Records
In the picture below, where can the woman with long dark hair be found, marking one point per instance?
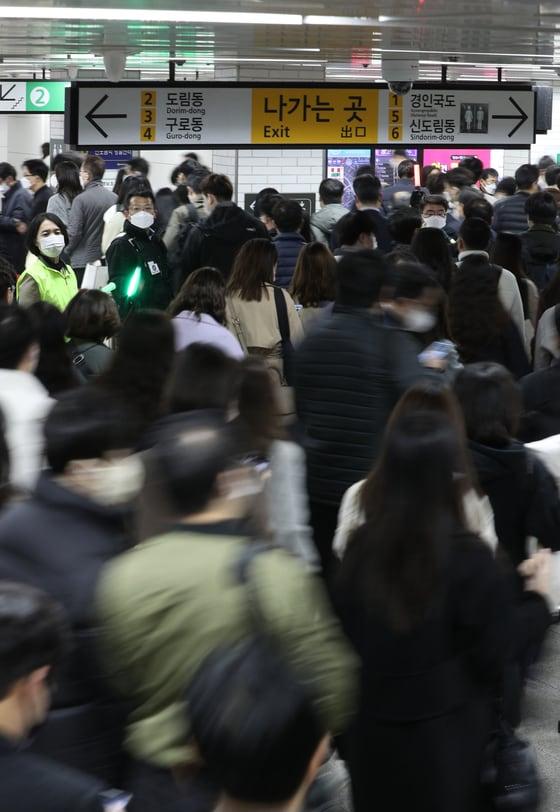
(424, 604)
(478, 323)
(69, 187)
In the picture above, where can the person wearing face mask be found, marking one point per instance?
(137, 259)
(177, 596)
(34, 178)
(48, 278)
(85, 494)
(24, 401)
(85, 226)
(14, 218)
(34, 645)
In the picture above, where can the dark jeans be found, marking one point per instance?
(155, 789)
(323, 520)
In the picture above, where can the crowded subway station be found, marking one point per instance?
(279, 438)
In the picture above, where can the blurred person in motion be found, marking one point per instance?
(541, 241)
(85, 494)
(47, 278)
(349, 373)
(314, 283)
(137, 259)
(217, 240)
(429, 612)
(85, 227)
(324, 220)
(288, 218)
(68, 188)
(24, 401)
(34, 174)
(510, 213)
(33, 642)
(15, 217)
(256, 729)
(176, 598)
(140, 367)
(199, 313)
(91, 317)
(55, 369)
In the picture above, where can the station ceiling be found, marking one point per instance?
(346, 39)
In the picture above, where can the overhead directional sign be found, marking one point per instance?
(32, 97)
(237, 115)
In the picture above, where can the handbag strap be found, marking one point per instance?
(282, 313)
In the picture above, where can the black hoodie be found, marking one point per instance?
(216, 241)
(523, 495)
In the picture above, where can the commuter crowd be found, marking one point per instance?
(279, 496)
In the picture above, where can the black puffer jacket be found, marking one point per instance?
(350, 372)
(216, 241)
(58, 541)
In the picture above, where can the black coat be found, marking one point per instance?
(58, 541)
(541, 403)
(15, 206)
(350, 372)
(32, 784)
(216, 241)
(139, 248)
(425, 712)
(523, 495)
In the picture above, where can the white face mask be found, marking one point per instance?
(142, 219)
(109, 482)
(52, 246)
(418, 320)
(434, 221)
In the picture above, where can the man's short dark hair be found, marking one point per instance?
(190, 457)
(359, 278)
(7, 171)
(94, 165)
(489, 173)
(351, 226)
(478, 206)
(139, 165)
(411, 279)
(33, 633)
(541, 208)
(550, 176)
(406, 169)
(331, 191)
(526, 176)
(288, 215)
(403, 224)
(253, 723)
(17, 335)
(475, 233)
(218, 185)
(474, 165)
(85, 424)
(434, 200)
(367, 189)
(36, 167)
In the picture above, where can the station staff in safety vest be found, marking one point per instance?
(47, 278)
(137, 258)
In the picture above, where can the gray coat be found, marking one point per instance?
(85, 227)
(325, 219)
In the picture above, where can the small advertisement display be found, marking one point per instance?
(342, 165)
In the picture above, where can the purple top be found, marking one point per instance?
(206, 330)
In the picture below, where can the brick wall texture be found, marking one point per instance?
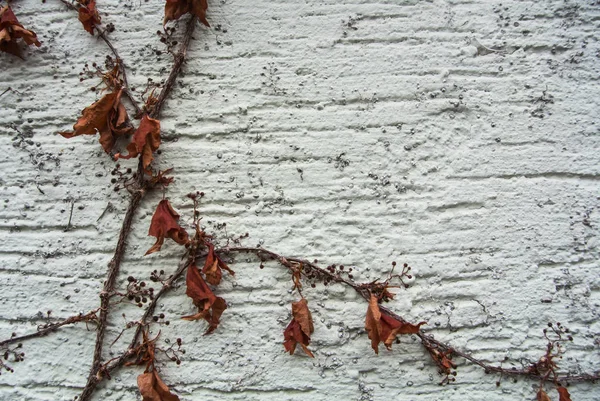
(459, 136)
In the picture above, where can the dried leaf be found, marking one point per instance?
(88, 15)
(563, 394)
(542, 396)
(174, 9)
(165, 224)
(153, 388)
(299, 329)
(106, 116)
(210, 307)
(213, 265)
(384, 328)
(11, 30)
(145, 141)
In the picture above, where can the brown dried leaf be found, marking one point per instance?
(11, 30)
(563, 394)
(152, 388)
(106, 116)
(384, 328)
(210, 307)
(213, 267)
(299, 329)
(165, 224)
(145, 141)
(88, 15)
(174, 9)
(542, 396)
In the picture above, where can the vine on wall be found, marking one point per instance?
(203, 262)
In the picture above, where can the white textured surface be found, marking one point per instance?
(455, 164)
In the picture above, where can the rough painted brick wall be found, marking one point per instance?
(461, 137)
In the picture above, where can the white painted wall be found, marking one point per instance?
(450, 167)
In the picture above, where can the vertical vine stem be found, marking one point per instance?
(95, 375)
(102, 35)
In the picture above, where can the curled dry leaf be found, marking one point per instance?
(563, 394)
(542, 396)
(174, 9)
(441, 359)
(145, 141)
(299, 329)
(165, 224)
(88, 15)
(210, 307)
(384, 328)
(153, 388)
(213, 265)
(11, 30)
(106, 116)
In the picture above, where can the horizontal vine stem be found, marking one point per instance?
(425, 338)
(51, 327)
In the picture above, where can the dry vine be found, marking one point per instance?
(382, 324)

**WHAT IS EXPECTED**
Output all of the entries verbatim, leaving out any images.

**WORKED SOLUTION**
In the picture below, where can the woman with long dark hair be found, marking one point per instance?
(424, 604)
(478, 323)
(69, 187)
In the picture above, where can the person wearing face mask be found, marking one point per instance?
(137, 259)
(177, 596)
(34, 178)
(48, 278)
(85, 494)
(24, 401)
(85, 226)
(14, 218)
(34, 645)
In the picture above, where can the dark jeans be found, marking one point per instance?
(155, 789)
(323, 520)
In the picture above, where can the crowded subway station be found, marking one point per instance?
(279, 438)
In the picture above, where can the blurred person in motion be found, marking one point per instance?
(541, 241)
(85, 494)
(47, 278)
(349, 373)
(314, 283)
(137, 259)
(217, 240)
(429, 612)
(85, 227)
(324, 220)
(288, 218)
(68, 188)
(24, 401)
(34, 174)
(510, 213)
(33, 642)
(15, 217)
(256, 729)
(176, 598)
(140, 367)
(199, 313)
(91, 317)
(55, 369)
In the picture above, where can the station ceiling be found, marking one point per instance?
(346, 39)
In the picture above, where can the overhead directional sign be found, marking one point per instance?
(32, 97)
(237, 115)
In the picture above, where can the handbag strap be found, marking one point per instance?
(282, 313)
In the picture above, where can the black hoodie be found, marking one point per instance?
(216, 241)
(523, 495)
In the picture above, where can the commuter crowd be found, marking one point per instance?
(279, 496)
In the picture above, where can the black puffer jacket be found, marking one point per instance?
(350, 372)
(216, 241)
(58, 541)
In the picture above, where can the black coat be found, marking one point per instance?
(58, 541)
(541, 403)
(15, 206)
(350, 372)
(32, 784)
(216, 241)
(139, 248)
(425, 712)
(523, 495)
In the picture above, where can the white face mask be found, marking one point per instance?
(142, 219)
(109, 482)
(52, 246)
(418, 320)
(434, 221)
In the picture above, where can the man's short dark hair be found, marking one point per instance?
(190, 457)
(359, 278)
(7, 171)
(94, 165)
(489, 173)
(351, 226)
(478, 206)
(139, 165)
(411, 279)
(33, 633)
(541, 208)
(550, 176)
(406, 169)
(331, 191)
(526, 176)
(288, 215)
(403, 224)
(253, 723)
(17, 335)
(475, 233)
(218, 185)
(474, 165)
(85, 424)
(434, 200)
(367, 189)
(36, 167)
In the picture above, where can the station staff in safety vest be found, marking one point per instance?
(47, 278)
(137, 258)
In the picture above, where can the gray coat be found, marking one point per instance?
(85, 227)
(325, 219)
In the picture above, where can the small advertisement display be found, marking one point per instance?
(342, 165)
In the picture above, where can the purple top be found, marking one point per instance?
(206, 330)
In the picture below, where can the brick wall texture be found, marking one point per instance?
(459, 136)
In the picture above, where can the dried leaf be found, marking one point per instance?
(88, 15)
(563, 394)
(542, 396)
(174, 9)
(165, 224)
(153, 388)
(299, 329)
(106, 116)
(210, 307)
(213, 265)
(384, 328)
(11, 30)
(145, 141)
In the picture above, where can the brown dried leaf be found, marking one point per instance?
(11, 30)
(563, 394)
(152, 388)
(106, 116)
(384, 328)
(210, 307)
(213, 267)
(299, 329)
(165, 224)
(145, 141)
(88, 15)
(174, 9)
(542, 396)
In the picture above, where can the vine on wall be found, marking one point per instance?
(203, 262)
In the picture above, where can the white textured surface be found, marking one point per instance?
(455, 164)
In the picture above, where can the rough painted brick wall be found, marking one point per instance?
(461, 137)
In the picture above, where can the white painted wall be found, marking one point per instance?
(450, 167)
In the picture above, where can the vertical vine stem be found, marking one point per instance?
(95, 375)
(102, 35)
In the picture above, where can the curled dry leaf be found, marking one point per instance?
(563, 394)
(542, 396)
(174, 9)
(441, 359)
(145, 141)
(299, 329)
(165, 224)
(88, 15)
(210, 307)
(384, 328)
(153, 388)
(213, 265)
(11, 30)
(106, 116)
In the picture above, where can the horizontal vine stem be found, marking one point per instance?
(425, 338)
(51, 327)
In the picture above, where can the dry vine be found, marking one point per instance?
(382, 324)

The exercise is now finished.